» **WORK REQUEST**
Copy out the stretch of the article on Kevin Shattenkirk's knee injury from "Kevin Shattenkirk has" through "season’s stretch run.", word for word.

[Opening PAGE TEXT section]

Banged-Up Rangers Suffer Injury Blow to Shattenkirk

Kevin Shattenkirk has made no secret of the pressure he’s placed on his own shoulders, being a New Rochelle kid living out his dream of playing for the Rangers.

On Friday, Shattenkirk admitted that his unwillingness to “disappoint” people – family, friends, fans, teammates and himself included – in his first season in New York, played a part in his trying to play through a torn meniscus in his left knee, which he’s had since September.

[Press Release: Kevin Shattenkirk Injury Update]

On Monday, Shattenkirk will have surgery to repair that knee, and he will be out indefinitely, though the defenseman believes he will be back for the season’s stretch run.

“It’s tough,” Shattenkirk said, his face telling just how tough.

“Thinking about this year, you want everything to go perfectly, and I think I’ve been trying to battle through this for a lot of reasons. When it came down to it, today, and we talked about it, you have to think about yourself. I’ve been worried about a lot more things, trying not to disappoint a lot of people – me included in that.

[Watch Rangers-Avalanche Saturday on MSG & MSG Go. Download Free]

“It’s hard to be leaving a team. It’s never easy to be sidelined. You don’t get to hang out with the guys as much and feel that camaraderie. But I also feel like, what I was putting out on the ice … I wasn’t giving the guys on my team the best that I had. That almost makes you feel worse. You don’t want to be disappointed as a teammate. I think that this is the first step to get back to where I am and come back and have a meaningful impact down the stretch.”

Shattenkirk’s strengths are his skating and his ability to move the puck and make plays. The knee injury has certainly contributed to a stat line that says zero goals in 30 games (since Nov. 6) and one assist in his last 13.

[Closing PAGE TEXT section]
[Opening SUPPLIED RECORDS section]

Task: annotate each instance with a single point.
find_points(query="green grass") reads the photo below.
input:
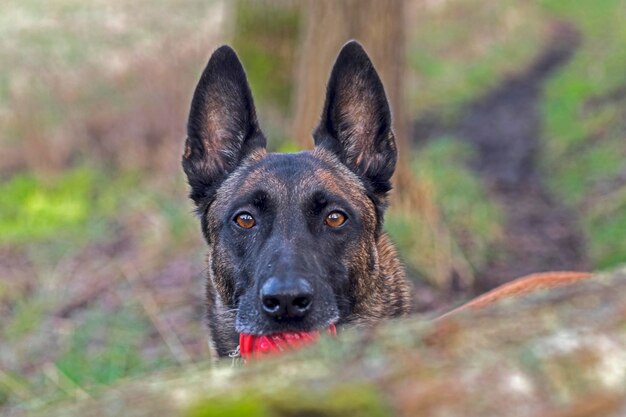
(72, 205)
(585, 144)
(467, 224)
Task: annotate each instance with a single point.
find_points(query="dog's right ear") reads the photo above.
(222, 129)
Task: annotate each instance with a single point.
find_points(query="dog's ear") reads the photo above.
(356, 120)
(222, 129)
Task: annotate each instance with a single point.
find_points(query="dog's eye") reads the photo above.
(245, 220)
(335, 219)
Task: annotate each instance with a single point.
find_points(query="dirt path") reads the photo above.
(505, 127)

[Closing SUPPLIED RECORDS section]

» **SOLUTION TO THE PROBLEM**
Kevin Shattenkirk has made no secret of the pressure he’s placed on his own shoulders, being a New Rochelle kid living out his dream of playing for the Rangers.

On Friday, Shattenkirk admitted that his unwillingness to “disappoint” people – family, friends, fans, teammates and himself included – in his first season in New York, played a part in his trying to play through a torn meniscus in his left knee, which he’s had since September.

[Press Release: Kevin Shattenkirk Injury Update]

On Monday, Shattenkirk will have surgery to repair that knee, and he will be out indefinitely, though the defenseman believes he will be back for the season’s stretch run.